■ Reading text ■
****************
The code in this repo implements the Bayesian bits mixed precision quantization algorithm introduced in Bayesian Bits: Unifying Quantization and Pruning (van Baalen et al., NeurIPS2020). This repo can be used to reproduced the results presented in the paper, as described below.
If you find our work useful for your research, please cite:
@inproceedings{baalen2020bayesianbits,
title={Bayesian Bits: Unifying Quantization and Pruning},
author={Baalen, Mart van and Louizos, Christos and Nagel, Markus and Amjad, Rana Ali and Wang, Ying and Blankevoort, Tijmen and Welling, Max},
booktitle={Advances in Neural Information Processing Systems 33},
year={2020}
}
We introduce Bayesian Bits, a practical method for joint mixed precision quantization and pruning through gradient based optimization. Bayesian Bits employs a novel decomposition of the quantization operation, which sequentially considers doubling the bit width. At each new bit width, the residual error between the full precision value and the previously rounded value is quantized. We then decide whether or not to add this quantized residual error for a higher effective bit width and lower quantization noise. By starting with a power-of-two bit width, this decomposition will always produce hardware-friendly configurations, and through an additional 0-bit option, serves as a unified view of pruning and quantization. Bayesian Bits then introduces learnable stochastic gates, which collectively control the bit width of the given tensor. As a result, we can obtain low bit solutions by performing approximate inference over the gates, with prior distributions that encourage most of them to be switched off. We experimentally validate our proposed method on several benchmark datasets and show that we can learn pruned, mixed precision networks that provide a better trade-off between accuracy and efficiency than their static bit width equivalents.
****************
■ Extracted entries ■
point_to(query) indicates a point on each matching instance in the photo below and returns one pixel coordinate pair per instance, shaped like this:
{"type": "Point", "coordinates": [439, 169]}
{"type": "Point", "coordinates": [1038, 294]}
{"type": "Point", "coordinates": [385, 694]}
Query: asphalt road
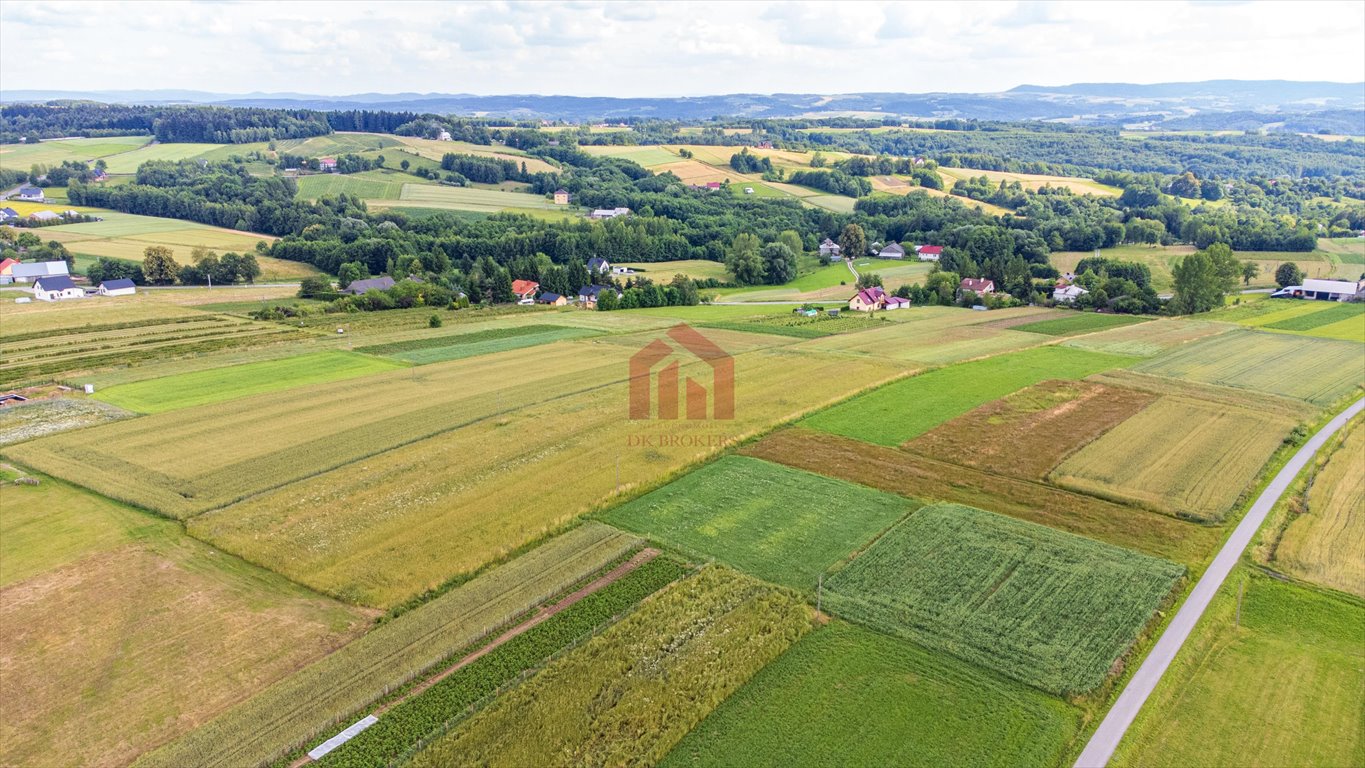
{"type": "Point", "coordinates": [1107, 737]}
****************
■ Directives ■
a) Rewrite the stretch of the Bayesian Bits readme from "The code in" through "as described below.", putting "repository" wherever "repo" appears.
b) Write the next part of the Bayesian Bits readme, picking up after its last sentence.
The listing has no connection to the Bayesian Bits text.

■ Answers given ■
a)
The code in this repository implements the Bayesian bits mixed precision quantization algorithm introduced in Bayesian Bits: Unifying Quantization and Pruning (van Baalen et al., NeurIPS2020). This repository can be used to reproduced the results presented in the paper, as described below.

b)
To obtain the results reported in the paper, please use the following run commands. All commands are assumed to be run from the included package's root directory.
The data is assumed to be stored in a directory $DATA_DIR. MNIST and CIFAR10 will be downloaded
to this directory. ImageNet should be present in a subdirectory named imagenet_raw. Please note
that due to the stochasticity inherent to our method results may vary between runs.
- Python: version 3.5
- PyTorch: version 1.1.0
- NumPy: version 1.17.0
- TorchVision: version 0.3.0
- Click: version 6.7
Please make sure the following environment variables are set:
export PYTHONPATH=$BAYESIAN_BITS_ROOT
export LC_ALL=C.UTF-8
export LANG=C.UTF-8
python benchmarks/image_net/gated_mixed_precision.py \
--experiment=mnist --model lenet5quantized \
--data-dir $DATA_DIR --method bayesian_bits \
--gamma-4-init 6 --gamma-8-init 6 --gamma-16-init -6 --gamma-32-init -6 \
--gating-method l0 \
--learning-rate 1e-3 --learning-rate-q 1e-3 --learning-rate-s 1e-3 \
--gating-lambda 1e-1 --batch-size 128 --eval-every 1 --epochs 100 \
--learned-scale=range --include-pruning \
--optimizer-q Adam --optimizer Adam --optimizer-s Adam \
--reg-type bop`
This should give a result in the vicinity of 0.36% relative bops, 99.30% top 1 accuracy.
This should finish in approximately 45 minutes.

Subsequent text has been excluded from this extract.